■ Objective ■
Update the material below by changing every "drops a pin on" to "places a marker on" and leaving all other text untouched.

Named-object pointing records

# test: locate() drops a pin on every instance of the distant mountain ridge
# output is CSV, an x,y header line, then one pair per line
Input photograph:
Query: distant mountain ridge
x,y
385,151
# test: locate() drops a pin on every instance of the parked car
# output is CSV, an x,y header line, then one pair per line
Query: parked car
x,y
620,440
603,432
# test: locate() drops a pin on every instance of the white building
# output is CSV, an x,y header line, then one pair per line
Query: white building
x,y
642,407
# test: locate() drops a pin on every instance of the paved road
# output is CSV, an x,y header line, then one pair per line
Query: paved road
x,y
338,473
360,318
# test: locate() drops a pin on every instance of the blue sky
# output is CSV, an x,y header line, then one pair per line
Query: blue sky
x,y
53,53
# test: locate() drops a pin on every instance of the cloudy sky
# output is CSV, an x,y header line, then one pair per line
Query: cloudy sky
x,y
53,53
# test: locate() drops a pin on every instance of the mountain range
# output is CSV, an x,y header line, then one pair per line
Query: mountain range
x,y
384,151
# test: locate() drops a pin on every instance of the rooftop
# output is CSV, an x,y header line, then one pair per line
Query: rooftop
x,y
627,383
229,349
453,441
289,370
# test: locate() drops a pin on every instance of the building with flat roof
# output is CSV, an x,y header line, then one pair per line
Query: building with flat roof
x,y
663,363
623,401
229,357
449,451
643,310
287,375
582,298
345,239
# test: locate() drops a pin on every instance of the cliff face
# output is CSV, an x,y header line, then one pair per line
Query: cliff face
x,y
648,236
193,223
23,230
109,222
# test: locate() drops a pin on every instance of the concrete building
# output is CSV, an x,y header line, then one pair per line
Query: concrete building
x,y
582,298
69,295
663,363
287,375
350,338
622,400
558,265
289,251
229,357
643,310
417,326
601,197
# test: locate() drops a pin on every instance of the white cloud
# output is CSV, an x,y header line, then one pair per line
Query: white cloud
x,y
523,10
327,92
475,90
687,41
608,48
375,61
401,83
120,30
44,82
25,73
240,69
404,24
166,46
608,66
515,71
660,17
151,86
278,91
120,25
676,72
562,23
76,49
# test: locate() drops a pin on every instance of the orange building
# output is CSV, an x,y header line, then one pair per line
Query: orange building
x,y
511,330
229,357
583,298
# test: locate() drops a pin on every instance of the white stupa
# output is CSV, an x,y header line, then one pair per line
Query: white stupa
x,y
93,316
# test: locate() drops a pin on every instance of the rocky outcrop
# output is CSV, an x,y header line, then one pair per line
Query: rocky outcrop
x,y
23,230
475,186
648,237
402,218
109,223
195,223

■ Reply ■
# test: locate() places a marker on every instance of the distant mountain ridge
# output is CSV, an x,y header line, then one pair per line
Input photograph:
Query: distant mountain ridge
x,y
385,151
# test: locate() places a marker on every instance of the parked car
# output is CSV, an x,y header line, then one pair per line
Query: parked car
x,y
620,440
603,432
# test: locate() places a marker on every instance of the white building
# output is CSV, an x,y header line, then one pair per line
Query: white building
x,y
642,407
# test: locate() places a marker on every instance of the paved road
# output is CSV, an x,y header line, then one pair per line
Query: paved road
x,y
338,473
360,318
# test: locate() places a marker on every instance of the blue sky
# output is CSV, an x,y header line, then one pair per line
Query: blue sky
x,y
53,53
# test: locate() places a marker on every instance of the cloudy sky
# output is CSV, an x,y header line, then one pair per line
Query: cloudy sky
x,y
53,53
# test: locate() places a marker on every instance of the mountain range
# output is CSV, an x,y header line, then one pair per line
Query: mountain range
x,y
384,151
# test: locate() places a marker on every instance of the rooftop
# output is CSV, an x,y header line, then one pair per line
Query: rooftop
x,y
627,383
229,349
453,441
289,370
# test: locate() places a marker on every instance of the building with flat roof
# output is CSV, an x,y header line, then one pair per line
Query: building with flat roof
x,y
663,363
623,401
229,357
449,451
643,310
287,375
582,298
345,239
# test: locate() places a marker on every instance of the cliff face
# output is CSV, an x,y header line, then one pair per line
Query: cliff face
x,y
648,236
193,223
23,230
109,222
# test: locate() places a marker on every instance of the concrete building
# output is CSV, an x,y header line, then one pair per line
Query: concrete building
x,y
582,298
69,295
663,363
287,375
350,338
622,400
558,265
289,251
229,357
643,310
417,326
601,197
# test: locate() places a marker on every instance of the white cloud
# output is CSV, an x,y header line, then one pair per line
Query: white cloud
x,y
523,10
327,92
475,90
687,41
608,48
375,61
401,83
120,30
44,82
25,73
240,69
404,24
166,46
608,66
515,71
660,17
151,86
278,91
120,25
676,72
562,23
76,49
# test: locate() places a marker on every instance of the orange building
# output is CSV, an x,y header line, then one pair per line
Query: orange building
x,y
511,330
229,357
583,298
# test: locate() places a marker on every instance of the white stupa
# output is CSV, an x,y header line, then one pair per line
Query: white stupa
x,y
93,316
# test: locate() places a marker on every instance of the rocky outcrop
# output is CSV, an x,y header line, then one pair per line
Query: rocky outcrop
x,y
23,230
475,186
648,237
402,218
109,223
195,223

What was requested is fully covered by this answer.